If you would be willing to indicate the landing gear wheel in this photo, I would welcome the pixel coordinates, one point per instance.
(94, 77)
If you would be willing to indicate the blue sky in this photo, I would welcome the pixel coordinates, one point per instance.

--

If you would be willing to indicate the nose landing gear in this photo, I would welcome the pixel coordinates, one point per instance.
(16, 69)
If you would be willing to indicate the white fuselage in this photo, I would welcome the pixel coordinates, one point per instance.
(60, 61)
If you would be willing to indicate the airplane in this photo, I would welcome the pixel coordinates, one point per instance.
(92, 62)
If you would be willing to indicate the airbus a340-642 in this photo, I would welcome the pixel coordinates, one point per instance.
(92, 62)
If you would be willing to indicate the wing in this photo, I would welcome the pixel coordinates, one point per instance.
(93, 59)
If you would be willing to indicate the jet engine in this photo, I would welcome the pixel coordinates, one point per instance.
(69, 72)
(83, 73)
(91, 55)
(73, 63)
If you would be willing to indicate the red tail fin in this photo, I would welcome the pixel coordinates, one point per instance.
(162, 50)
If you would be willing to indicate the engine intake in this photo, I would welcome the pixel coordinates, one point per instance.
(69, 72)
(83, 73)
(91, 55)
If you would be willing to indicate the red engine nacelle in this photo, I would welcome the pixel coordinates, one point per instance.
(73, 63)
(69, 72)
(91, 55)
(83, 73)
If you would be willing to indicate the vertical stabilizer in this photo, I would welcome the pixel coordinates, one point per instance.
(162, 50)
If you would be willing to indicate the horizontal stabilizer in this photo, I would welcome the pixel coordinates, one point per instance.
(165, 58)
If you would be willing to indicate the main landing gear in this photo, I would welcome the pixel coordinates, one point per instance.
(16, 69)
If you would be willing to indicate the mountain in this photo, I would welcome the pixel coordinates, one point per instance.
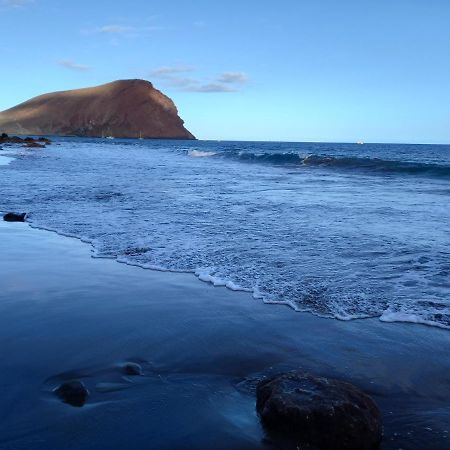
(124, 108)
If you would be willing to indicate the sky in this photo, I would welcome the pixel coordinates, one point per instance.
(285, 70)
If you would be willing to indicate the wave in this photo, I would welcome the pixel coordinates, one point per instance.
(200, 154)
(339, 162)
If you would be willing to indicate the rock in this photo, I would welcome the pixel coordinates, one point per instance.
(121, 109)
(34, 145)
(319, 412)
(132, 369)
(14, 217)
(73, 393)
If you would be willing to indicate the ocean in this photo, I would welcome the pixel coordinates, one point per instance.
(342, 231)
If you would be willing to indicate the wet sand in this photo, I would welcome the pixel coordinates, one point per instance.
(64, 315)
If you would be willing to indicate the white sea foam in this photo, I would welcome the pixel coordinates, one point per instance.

WHAT YOU HAVE TO DO: Copy the data again, starting at the line that has "If you would be willing to indicate the landing" and stopping after the line that has "If you would be willing to indicate the blue". Shift every coordinate in the answers up by 142 and keep the requests as they are.

ANSWER:
If you would be willing to indicate the landing gear wheel in this photo, I would welcome the pixel coordinates, one point per instance.
(236, 219)
If you would be willing to indicate the blue sky in this photo, I would welcome the pixel coordinates, one point per instance.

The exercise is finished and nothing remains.